● **Stated exercise**: Show every line below that contains the word "woman", copying each line in full.

● **Data for this exercise**:

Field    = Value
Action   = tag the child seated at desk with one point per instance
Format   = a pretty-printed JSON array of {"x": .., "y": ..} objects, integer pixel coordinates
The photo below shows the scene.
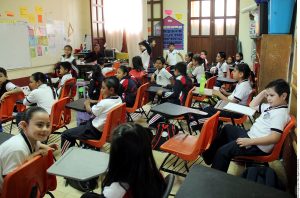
[
  {"x": 6, "y": 87},
  {"x": 178, "y": 93},
  {"x": 263, "y": 135},
  {"x": 128, "y": 86},
  {"x": 92, "y": 129},
  {"x": 132, "y": 170},
  {"x": 161, "y": 76},
  {"x": 27, "y": 144},
  {"x": 65, "y": 73}
]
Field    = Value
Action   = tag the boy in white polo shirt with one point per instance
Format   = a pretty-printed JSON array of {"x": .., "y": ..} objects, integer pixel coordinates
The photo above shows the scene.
[
  {"x": 172, "y": 53},
  {"x": 263, "y": 135},
  {"x": 161, "y": 76}
]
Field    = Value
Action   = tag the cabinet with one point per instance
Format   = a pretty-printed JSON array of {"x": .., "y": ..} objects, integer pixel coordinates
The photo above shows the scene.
[{"x": 273, "y": 53}]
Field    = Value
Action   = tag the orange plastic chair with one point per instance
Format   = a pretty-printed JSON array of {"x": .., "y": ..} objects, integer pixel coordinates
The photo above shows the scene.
[
  {"x": 274, "y": 155},
  {"x": 189, "y": 147},
  {"x": 243, "y": 119},
  {"x": 68, "y": 89},
  {"x": 139, "y": 102},
  {"x": 33, "y": 174},
  {"x": 210, "y": 83},
  {"x": 115, "y": 117}
]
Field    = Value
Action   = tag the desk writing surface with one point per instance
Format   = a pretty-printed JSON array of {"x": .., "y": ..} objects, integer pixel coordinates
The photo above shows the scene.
[
  {"x": 210, "y": 183},
  {"x": 80, "y": 164}
]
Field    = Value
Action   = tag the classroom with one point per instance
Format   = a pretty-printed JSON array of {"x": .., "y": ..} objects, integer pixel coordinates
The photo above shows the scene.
[{"x": 148, "y": 98}]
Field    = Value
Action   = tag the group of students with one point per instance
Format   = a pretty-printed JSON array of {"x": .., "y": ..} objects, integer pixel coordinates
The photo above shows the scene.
[{"x": 132, "y": 170}]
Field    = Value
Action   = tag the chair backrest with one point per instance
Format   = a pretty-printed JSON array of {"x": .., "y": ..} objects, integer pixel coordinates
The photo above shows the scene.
[
  {"x": 140, "y": 96},
  {"x": 68, "y": 89},
  {"x": 115, "y": 117},
  {"x": 169, "y": 181},
  {"x": 189, "y": 98},
  {"x": 24, "y": 179},
  {"x": 277, "y": 147},
  {"x": 210, "y": 83},
  {"x": 57, "y": 113},
  {"x": 7, "y": 106},
  {"x": 208, "y": 132}
]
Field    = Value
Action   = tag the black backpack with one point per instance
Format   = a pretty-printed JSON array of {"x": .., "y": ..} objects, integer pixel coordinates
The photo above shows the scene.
[
  {"x": 163, "y": 133},
  {"x": 262, "y": 175}
]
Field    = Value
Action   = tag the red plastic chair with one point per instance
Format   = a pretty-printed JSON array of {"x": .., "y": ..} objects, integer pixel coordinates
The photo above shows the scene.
[
  {"x": 115, "y": 117},
  {"x": 189, "y": 147},
  {"x": 33, "y": 174},
  {"x": 68, "y": 89},
  {"x": 139, "y": 101},
  {"x": 274, "y": 155}
]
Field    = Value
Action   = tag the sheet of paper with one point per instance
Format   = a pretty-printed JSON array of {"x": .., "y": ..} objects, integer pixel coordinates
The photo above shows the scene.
[{"x": 240, "y": 109}]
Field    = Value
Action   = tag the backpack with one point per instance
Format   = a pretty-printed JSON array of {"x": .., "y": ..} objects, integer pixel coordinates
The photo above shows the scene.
[
  {"x": 262, "y": 175},
  {"x": 163, "y": 133},
  {"x": 83, "y": 186}
]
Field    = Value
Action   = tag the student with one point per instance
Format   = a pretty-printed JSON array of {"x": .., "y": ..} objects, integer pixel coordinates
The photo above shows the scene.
[
  {"x": 128, "y": 88},
  {"x": 95, "y": 84},
  {"x": 6, "y": 87},
  {"x": 27, "y": 144},
  {"x": 138, "y": 70},
  {"x": 178, "y": 93},
  {"x": 263, "y": 135},
  {"x": 95, "y": 55},
  {"x": 198, "y": 68},
  {"x": 239, "y": 95},
  {"x": 145, "y": 50},
  {"x": 42, "y": 94},
  {"x": 68, "y": 57},
  {"x": 239, "y": 58},
  {"x": 65, "y": 73},
  {"x": 172, "y": 53},
  {"x": 92, "y": 129},
  {"x": 132, "y": 170},
  {"x": 161, "y": 76}
]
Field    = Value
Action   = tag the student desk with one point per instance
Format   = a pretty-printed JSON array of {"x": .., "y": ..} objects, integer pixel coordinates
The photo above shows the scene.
[
  {"x": 211, "y": 183},
  {"x": 226, "y": 80},
  {"x": 77, "y": 105},
  {"x": 4, "y": 136},
  {"x": 80, "y": 164}
]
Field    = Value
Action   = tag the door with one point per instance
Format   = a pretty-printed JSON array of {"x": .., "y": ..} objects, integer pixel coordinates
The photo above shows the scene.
[{"x": 213, "y": 26}]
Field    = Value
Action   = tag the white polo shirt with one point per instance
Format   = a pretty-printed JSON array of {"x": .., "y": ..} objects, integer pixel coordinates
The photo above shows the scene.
[
  {"x": 63, "y": 81},
  {"x": 13, "y": 153},
  {"x": 198, "y": 71},
  {"x": 172, "y": 57},
  {"x": 42, "y": 96},
  {"x": 241, "y": 92},
  {"x": 145, "y": 59},
  {"x": 270, "y": 119},
  {"x": 163, "y": 77},
  {"x": 101, "y": 109}
]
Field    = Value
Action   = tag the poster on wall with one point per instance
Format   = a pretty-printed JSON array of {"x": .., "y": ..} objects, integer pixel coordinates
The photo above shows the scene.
[{"x": 173, "y": 33}]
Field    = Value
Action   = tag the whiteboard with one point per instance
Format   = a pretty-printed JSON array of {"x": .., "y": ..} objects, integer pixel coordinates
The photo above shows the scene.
[{"x": 14, "y": 46}]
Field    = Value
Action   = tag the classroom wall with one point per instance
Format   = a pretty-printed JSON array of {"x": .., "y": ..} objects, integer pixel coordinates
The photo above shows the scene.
[
  {"x": 75, "y": 12},
  {"x": 181, "y": 6}
]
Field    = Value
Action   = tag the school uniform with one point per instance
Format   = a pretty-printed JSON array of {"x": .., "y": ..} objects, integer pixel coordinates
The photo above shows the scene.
[
  {"x": 13, "y": 153},
  {"x": 198, "y": 71},
  {"x": 128, "y": 90},
  {"x": 224, "y": 147},
  {"x": 172, "y": 57},
  {"x": 92, "y": 129},
  {"x": 42, "y": 97},
  {"x": 162, "y": 77},
  {"x": 145, "y": 58},
  {"x": 71, "y": 60},
  {"x": 63, "y": 81},
  {"x": 7, "y": 86}
]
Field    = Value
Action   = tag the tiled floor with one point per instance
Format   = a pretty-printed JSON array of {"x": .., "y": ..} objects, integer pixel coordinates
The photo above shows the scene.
[{"x": 63, "y": 191}]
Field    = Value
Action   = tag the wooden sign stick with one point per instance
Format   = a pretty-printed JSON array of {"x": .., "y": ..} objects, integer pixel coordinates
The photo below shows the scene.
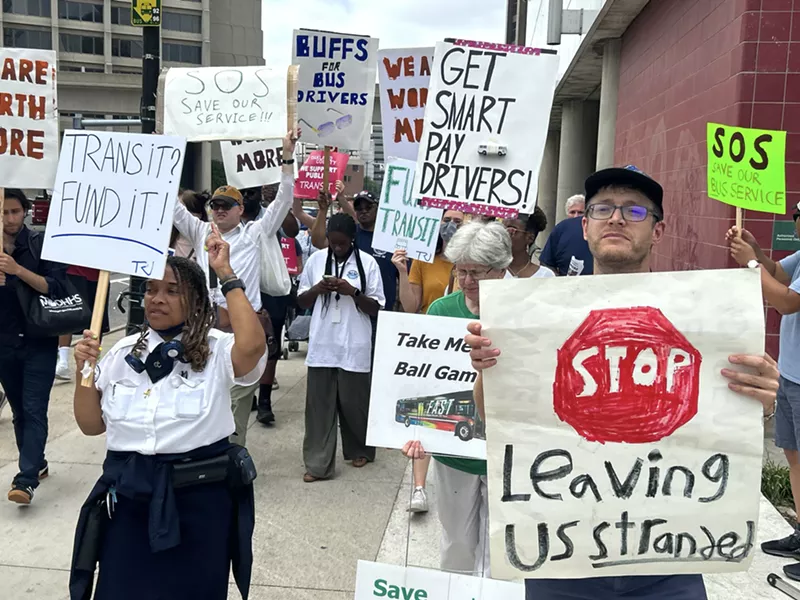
[{"x": 99, "y": 309}]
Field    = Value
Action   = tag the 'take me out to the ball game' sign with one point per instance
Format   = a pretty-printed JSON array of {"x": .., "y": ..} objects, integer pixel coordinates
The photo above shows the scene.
[{"x": 614, "y": 444}]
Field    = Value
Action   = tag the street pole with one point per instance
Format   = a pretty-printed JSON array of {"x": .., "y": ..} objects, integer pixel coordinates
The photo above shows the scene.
[{"x": 151, "y": 66}]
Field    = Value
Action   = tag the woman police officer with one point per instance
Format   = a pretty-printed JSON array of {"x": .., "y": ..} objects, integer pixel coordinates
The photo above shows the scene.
[{"x": 174, "y": 505}]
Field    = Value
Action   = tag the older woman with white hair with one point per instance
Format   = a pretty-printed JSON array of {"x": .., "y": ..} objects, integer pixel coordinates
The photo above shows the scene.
[
  {"x": 575, "y": 206},
  {"x": 479, "y": 251}
]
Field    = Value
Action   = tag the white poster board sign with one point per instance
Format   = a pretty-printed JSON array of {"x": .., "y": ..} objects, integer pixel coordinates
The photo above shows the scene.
[
  {"x": 253, "y": 163},
  {"x": 225, "y": 103},
  {"x": 113, "y": 200},
  {"x": 375, "y": 580},
  {"x": 422, "y": 386},
  {"x": 614, "y": 444},
  {"x": 29, "y": 125},
  {"x": 485, "y": 127},
  {"x": 336, "y": 87},
  {"x": 402, "y": 222},
  {"x": 404, "y": 75}
]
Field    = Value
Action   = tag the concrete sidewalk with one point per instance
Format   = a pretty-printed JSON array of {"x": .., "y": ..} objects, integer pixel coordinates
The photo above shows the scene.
[{"x": 308, "y": 537}]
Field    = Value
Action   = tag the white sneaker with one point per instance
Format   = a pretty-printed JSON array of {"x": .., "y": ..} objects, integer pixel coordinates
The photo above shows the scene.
[
  {"x": 63, "y": 372},
  {"x": 419, "y": 501}
]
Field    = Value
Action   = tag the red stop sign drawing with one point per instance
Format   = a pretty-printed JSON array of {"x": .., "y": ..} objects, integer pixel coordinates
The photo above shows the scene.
[{"x": 626, "y": 375}]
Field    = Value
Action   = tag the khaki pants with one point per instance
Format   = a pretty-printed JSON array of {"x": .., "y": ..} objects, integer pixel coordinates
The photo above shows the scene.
[{"x": 242, "y": 404}]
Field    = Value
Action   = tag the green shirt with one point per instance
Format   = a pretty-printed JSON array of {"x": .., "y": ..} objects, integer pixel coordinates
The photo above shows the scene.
[{"x": 455, "y": 305}]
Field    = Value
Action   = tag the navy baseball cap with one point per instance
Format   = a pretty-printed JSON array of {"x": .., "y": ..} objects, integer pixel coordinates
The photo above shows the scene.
[{"x": 628, "y": 176}]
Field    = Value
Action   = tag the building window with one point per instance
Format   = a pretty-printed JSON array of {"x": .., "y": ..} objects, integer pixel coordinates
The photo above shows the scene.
[
  {"x": 182, "y": 53},
  {"x": 33, "y": 8},
  {"x": 182, "y": 22},
  {"x": 27, "y": 38},
  {"x": 81, "y": 44},
  {"x": 127, "y": 48}
]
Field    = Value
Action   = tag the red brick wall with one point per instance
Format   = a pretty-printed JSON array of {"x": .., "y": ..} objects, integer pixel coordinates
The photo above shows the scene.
[{"x": 685, "y": 63}]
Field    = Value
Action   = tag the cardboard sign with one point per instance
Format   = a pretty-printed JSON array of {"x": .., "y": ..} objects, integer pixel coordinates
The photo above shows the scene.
[
  {"x": 309, "y": 179},
  {"x": 747, "y": 167},
  {"x": 375, "y": 580},
  {"x": 253, "y": 163},
  {"x": 402, "y": 222},
  {"x": 485, "y": 127},
  {"x": 289, "y": 255},
  {"x": 225, "y": 103},
  {"x": 336, "y": 89},
  {"x": 113, "y": 201},
  {"x": 404, "y": 75},
  {"x": 422, "y": 386},
  {"x": 615, "y": 446},
  {"x": 29, "y": 128}
]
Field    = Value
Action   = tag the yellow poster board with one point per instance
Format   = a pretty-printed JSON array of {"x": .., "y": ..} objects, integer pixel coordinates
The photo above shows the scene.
[{"x": 747, "y": 167}]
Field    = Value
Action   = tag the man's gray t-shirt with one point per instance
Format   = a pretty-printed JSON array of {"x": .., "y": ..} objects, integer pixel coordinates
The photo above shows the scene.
[{"x": 789, "y": 359}]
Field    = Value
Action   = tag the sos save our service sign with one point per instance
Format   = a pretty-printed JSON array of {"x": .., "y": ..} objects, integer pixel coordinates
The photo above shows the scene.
[{"x": 614, "y": 444}]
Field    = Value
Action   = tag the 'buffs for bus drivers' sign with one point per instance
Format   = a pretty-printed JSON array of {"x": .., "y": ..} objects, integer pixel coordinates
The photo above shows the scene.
[
  {"x": 747, "y": 167},
  {"x": 252, "y": 163},
  {"x": 616, "y": 446},
  {"x": 225, "y": 103},
  {"x": 402, "y": 222},
  {"x": 404, "y": 75},
  {"x": 113, "y": 200},
  {"x": 485, "y": 127},
  {"x": 336, "y": 87},
  {"x": 29, "y": 127},
  {"x": 375, "y": 580},
  {"x": 422, "y": 386}
]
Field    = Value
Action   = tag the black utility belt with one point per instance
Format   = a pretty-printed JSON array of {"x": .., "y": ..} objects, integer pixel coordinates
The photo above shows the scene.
[{"x": 235, "y": 466}]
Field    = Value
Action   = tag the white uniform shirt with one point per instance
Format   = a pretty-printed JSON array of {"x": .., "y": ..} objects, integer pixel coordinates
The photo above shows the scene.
[
  {"x": 243, "y": 239},
  {"x": 181, "y": 412},
  {"x": 348, "y": 344}
]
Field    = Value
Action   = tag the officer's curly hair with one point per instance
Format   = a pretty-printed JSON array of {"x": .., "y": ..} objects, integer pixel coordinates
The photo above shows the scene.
[{"x": 199, "y": 313}]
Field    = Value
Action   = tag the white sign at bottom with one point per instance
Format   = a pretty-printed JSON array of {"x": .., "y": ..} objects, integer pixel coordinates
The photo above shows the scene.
[{"x": 375, "y": 580}]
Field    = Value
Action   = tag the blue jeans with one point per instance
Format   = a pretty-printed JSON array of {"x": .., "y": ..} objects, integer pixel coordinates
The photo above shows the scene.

● **Correct result**:
Action   = tag the woman police officer with one point per instance
Action   = tag the older woman with white hair with one point per instance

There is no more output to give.